GEKOZEN TEKST:
----------------------------------------

ECLI:NL:RBZWB:2021:1729

Rechtbank Zeeland-West-Brabant

Datum uitspraak
9 april 2021
Publicatiedatum
12 april 2021
Zaaknummer
AWB- 20_7672
Instantie
Rechtbank Zeeland-West-Brabant
Type
Uitspraak
Rechtsgebied
Bestuursrecht
Procedures
  • Eerste aanleg - enkelvoudig
Vindplaatsen
  • Rechtspraak.nl
AI samenvatting door LexboostAutomatisch gegenereerd

Terugvordering van onterecht uitgekeerd AOW-pensioen en boete door de Sociale Verzekeringsbank

In deze zaak heeft de Rechtbank Zeeland-West-Brabant op 9 april 2021 uitspraak gedaan in een geschil tussen een eiser en de Sociale Verzekeringsbank (SVB) over de terugvordering van onterecht uitgekeerd AOW-pensioen. De SVB had in een besluit van 24 oktober 2019 een bedrag van € 15.401,19 teruggevorderd van de eiser, omdat hij ten onrechte AOW had ontvangen. Daarnaast was er een boete van € 5.533,33 opgelegd. In het bestreden besluit van 17 juni 2020 verklaarde de SVB het bezwaar van de eiser ongegrond voor de terugvordering, maar gegrond voor de wijze van betaling en de boete, die werd verlaagd naar € 0,00.

De rechtbank heeft het beroep van de eiser tegen het bestreden besluit behandeld op een zitting op 26 februari 2021. De eiser voerde aan dat er geen sprake kon zijn van herziening van het AOW-pensioen, omdat hij en zijn vrouw feitelijk gescheiden leefden. De SVB stelde echter dat de eiser zijn huwelijk niet tijdig had gemeld, waardoor hij te veel AOW had ontvangen. De rechtbank oordeelde dat de SVB terecht het AOW-pensioen had herzien en het bedrag van € 15.401,19 teruggevorderd. De rechtbank oordeelde echter ook dat de SVB niet bevoegd was om de boete te matigen tot € 0,00, en vernietigde dit deel van het besluit, maar liet de rechtsgevolgen in stand. De rechtbank verklaarde het beroep gegrond en veroordeelde de SVB tot vergoeding van het griffierecht en de proceskosten van de eiser.

----------------------------------------

Gegevens
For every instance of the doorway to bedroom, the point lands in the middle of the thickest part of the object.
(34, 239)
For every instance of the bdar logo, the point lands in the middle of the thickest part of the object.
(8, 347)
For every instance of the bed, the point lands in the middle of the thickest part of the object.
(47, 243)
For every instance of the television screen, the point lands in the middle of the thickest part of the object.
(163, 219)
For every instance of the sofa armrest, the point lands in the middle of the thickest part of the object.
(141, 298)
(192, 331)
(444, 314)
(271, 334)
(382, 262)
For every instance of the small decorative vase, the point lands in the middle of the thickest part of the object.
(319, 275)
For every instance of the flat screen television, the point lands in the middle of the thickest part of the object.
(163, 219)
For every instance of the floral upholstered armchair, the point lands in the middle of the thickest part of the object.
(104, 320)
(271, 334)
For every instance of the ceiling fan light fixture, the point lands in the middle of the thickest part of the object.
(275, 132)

----------------------------------------

OPDRACHT:
Beantwoord deze vragen over de gekozen tekst:
1. Wanneer is de uitspraak gepubliceerd?
2. Hoe hoog was de boete die eerst werd opgelegd?
3. Op welke dag was de zitting bij de rechtbank?

VOLLEDIG ANTWOORD:
1. Op 12 april 2021.
2. € 5.533,33.
3. Op 26 februari 2021.